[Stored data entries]
-*-

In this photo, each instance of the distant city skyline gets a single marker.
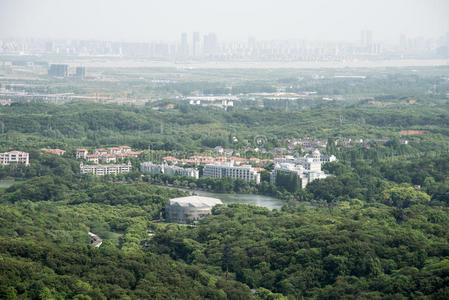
(146, 21)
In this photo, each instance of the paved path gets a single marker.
(96, 240)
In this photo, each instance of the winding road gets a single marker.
(96, 240)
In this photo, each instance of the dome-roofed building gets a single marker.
(188, 209)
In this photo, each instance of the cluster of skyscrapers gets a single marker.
(207, 46)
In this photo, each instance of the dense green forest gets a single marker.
(376, 228)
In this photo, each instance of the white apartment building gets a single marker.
(14, 157)
(81, 153)
(149, 167)
(307, 168)
(105, 169)
(244, 172)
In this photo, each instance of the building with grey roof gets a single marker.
(187, 209)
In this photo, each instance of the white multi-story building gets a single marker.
(244, 172)
(307, 168)
(14, 157)
(81, 153)
(149, 167)
(105, 169)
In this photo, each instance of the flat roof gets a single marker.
(195, 201)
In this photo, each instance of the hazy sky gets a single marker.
(138, 20)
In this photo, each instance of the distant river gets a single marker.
(258, 200)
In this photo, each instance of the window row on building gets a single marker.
(105, 169)
(14, 157)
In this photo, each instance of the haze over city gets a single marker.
(145, 21)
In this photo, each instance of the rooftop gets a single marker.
(195, 201)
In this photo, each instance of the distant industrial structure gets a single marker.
(188, 209)
(164, 168)
(14, 157)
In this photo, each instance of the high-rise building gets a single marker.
(80, 72)
(184, 47)
(196, 44)
(366, 38)
(58, 70)
(210, 43)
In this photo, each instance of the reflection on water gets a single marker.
(258, 200)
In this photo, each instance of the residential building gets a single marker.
(187, 209)
(58, 152)
(149, 167)
(105, 169)
(245, 172)
(81, 153)
(307, 168)
(107, 158)
(92, 158)
(14, 157)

-*-

◆ THE PROBLEM: This exercise asks for the line with "In this photo, each instance of the distant industrial" and all lines after it through the end of the records above, retyped exactly and with nothing else.

◆ SOLUTION BELOW:
In this photo, each instance of the distant industrial structure gets a single marker.
(188, 209)
(164, 168)
(14, 157)
In this photo, each instance of the high-rise building gets a single marker.
(80, 72)
(184, 47)
(196, 44)
(366, 38)
(58, 70)
(210, 43)
In this photo, each instance of the reflection on water gets a single marker.
(258, 200)
In this photo, each instance of the residential building gets a single marker.
(187, 209)
(58, 152)
(149, 167)
(105, 169)
(245, 172)
(81, 153)
(307, 168)
(107, 158)
(92, 158)
(14, 157)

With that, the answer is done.